___ PAGE EXCERPT ___

ENERGY VIEW OF THE RESIDENTIAL SECTOR.

The use of final; energy in the Sector has developed as shown in graphic 4. Both curves (M toe and M toe/ inhab) show the effect of the Country’s financial crisis that started in 1982 as well as the apparent recovery from 1994 on. The drop in use per capita shows a small elevation when compared to the GNP drop, which reflects, according to our interpretation, the way in which electricity is converted to ton equivalent oil (toe) in the National Energy Balance, as if all electricity were converted to motion force through a thermodynamic cycle. The adoption of substitution equivalent energy corrects this distortion, preventing as well the inconvenient of considering the calorific equivalent used by the International Energy Agency, which would also  lead to inadequate interpretations.

   Graphic  4 – Development of final energy in Residential Sector.

The configuration of the energy vectors used in the Residential Sector has varied considerably in the studied period with the substitution of traditional fuels as wood and charcoal for cooking and illuminating kerosene by liquefied petroleum gas and electricity. Considering the projection methodology proposed for the present study, based on the concept of equivalent energy, the energy sources having the same efficiency are grouped in the graphic below, while electricity is still accounted for using BEN’s method.

___ INFORMATION SHOWN ___

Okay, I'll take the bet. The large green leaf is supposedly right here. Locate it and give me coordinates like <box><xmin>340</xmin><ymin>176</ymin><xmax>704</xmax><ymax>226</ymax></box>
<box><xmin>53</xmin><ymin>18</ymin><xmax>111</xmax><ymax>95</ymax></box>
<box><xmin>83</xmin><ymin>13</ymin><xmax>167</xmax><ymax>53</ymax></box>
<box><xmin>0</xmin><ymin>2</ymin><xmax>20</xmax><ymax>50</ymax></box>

___

WORK INSTRUCTIONS: Could you edit the residential energy excerpt starting with "The use of final;" and going on through "to inadequate interpretations.", so that "financial crisis" reads "economic crisis" instead? The lines above are separate material, apart from the residential energy excerpt.

WRITTEN ANSWER:
The use of final; energy in the Sector has developed as shown in graphic 4. Both curves (M toe and M toe/ inhab) show the effect of the Country’s economic crisis that started in 1982 as well as the apparent recovery from 1994 on. The drop in use per capita shows a small elevation when compared to the GNP drop, which reflects, according to our interpretation, the way in which electricity is converted to ton equivalent oil (toe) in the National Energy Balance, as if all electricity were converted to motion force through a thermodynamic cycle. The adoption of substitution equivalent energy corrects this distortion, preventing as well the inconvenient of considering the calorific equivalent used by the International Energy Agency, which would also  lead to inadequate interpretations.